Task item:
Whatever the records say, set them down exactly.

Stored data
^^^^^^^^
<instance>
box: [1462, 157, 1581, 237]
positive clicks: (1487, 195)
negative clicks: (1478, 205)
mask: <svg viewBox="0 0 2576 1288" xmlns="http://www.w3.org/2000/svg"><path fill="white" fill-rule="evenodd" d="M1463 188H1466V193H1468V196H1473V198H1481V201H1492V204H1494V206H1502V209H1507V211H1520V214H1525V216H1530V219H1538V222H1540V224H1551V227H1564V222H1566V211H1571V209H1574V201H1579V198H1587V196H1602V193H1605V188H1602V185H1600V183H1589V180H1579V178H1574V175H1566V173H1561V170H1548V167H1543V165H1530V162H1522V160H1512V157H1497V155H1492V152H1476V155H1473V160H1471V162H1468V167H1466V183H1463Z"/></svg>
^^^^^^^^
Solution to the problem:
<instance>
box: [1462, 157, 1581, 237]
positive clicks: (1487, 195)
negative clicks: (1478, 205)
mask: <svg viewBox="0 0 2576 1288" xmlns="http://www.w3.org/2000/svg"><path fill="white" fill-rule="evenodd" d="M1463 188H1466V193H1468V196H1473V198H1481V201H1492V204H1494V206H1502V209H1507V211H1520V214H1525V216H1530V219H1538V222H1540V224H1551V227H1564V222H1566V211H1571V209H1574V201H1579V198H1587V196H1602V193H1605V188H1602V185H1600V183H1589V180H1579V178H1574V175H1566V173H1561V170H1548V167H1543V165H1530V162H1522V160H1512V157H1497V155H1492V152H1476V155H1473V160H1471V162H1468V167H1466V183H1463Z"/></svg>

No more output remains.